Region labeling records
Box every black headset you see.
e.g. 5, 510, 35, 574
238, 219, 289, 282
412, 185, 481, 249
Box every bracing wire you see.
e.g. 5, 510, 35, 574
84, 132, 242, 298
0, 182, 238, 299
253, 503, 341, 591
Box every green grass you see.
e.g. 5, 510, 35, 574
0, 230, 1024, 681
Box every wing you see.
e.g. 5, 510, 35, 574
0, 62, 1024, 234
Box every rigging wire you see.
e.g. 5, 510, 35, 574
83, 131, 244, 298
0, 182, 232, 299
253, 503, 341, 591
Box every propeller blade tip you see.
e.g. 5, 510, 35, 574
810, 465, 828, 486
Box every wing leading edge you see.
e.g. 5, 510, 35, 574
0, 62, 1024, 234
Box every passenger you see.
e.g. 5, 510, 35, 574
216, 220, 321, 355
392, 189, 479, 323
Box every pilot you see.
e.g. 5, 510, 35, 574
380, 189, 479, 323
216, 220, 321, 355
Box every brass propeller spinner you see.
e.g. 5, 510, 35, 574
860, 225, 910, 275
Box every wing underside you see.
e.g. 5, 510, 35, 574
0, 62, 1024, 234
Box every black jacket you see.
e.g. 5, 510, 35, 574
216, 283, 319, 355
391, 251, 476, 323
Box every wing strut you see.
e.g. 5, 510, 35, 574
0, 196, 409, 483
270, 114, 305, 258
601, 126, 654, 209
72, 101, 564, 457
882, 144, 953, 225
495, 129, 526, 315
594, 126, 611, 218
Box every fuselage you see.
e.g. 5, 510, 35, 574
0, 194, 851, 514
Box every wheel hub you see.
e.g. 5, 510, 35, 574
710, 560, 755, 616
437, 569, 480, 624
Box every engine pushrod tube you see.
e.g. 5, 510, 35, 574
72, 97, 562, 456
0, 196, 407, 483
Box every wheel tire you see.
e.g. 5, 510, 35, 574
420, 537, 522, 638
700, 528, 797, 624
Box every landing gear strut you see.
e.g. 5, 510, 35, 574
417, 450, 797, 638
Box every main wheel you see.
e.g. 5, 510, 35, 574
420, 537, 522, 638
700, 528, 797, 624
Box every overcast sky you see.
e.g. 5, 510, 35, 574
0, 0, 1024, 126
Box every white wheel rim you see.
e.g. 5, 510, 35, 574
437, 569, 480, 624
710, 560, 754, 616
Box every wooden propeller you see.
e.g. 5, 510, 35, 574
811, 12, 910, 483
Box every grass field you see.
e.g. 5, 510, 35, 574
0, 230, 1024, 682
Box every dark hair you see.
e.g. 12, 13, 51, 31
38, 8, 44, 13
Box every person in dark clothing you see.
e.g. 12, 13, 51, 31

PROBLEM DETAILS
Reproduce the part of the material that opens with the line containing "Box every wing underside you see." and closes with the line containing "0, 0, 1024, 126", swapping "fuselage" for "aircraft body" and keeping everything else the same.

WRITTEN ANSWER
Box every wing underside you see.
e.g. 5, 510, 35, 574
0, 62, 1024, 234
Box every black jacket you see.
e.g. 5, 510, 35, 574
216, 283, 319, 355
391, 251, 476, 323
Box every wing strut you see.
e.g. 5, 510, 35, 574
0, 196, 409, 483
270, 114, 305, 258
601, 126, 654, 209
72, 101, 564, 457
882, 144, 953, 225
495, 129, 526, 315
594, 126, 611, 218
Box every aircraft body you see.
e.g. 5, 510, 35, 574
0, 194, 851, 514
Box every wheel hub you see.
e.g. 5, 510, 35, 574
710, 560, 755, 616
437, 569, 480, 624
Box every engine pushrod tube you see.
e.g. 5, 510, 35, 574
72, 97, 562, 456
0, 196, 407, 483
Box every wheel tire you see.
e.g. 5, 510, 35, 574
420, 537, 522, 638
700, 528, 797, 624
Box every landing gear strut you see.
e.g. 5, 510, 35, 574
417, 450, 797, 638
Box every main wheel you see.
e.g. 5, 510, 35, 574
420, 537, 522, 638
700, 528, 797, 624
Box every overcast sky you see.
e.g. 5, 510, 35, 574
0, 0, 1024, 126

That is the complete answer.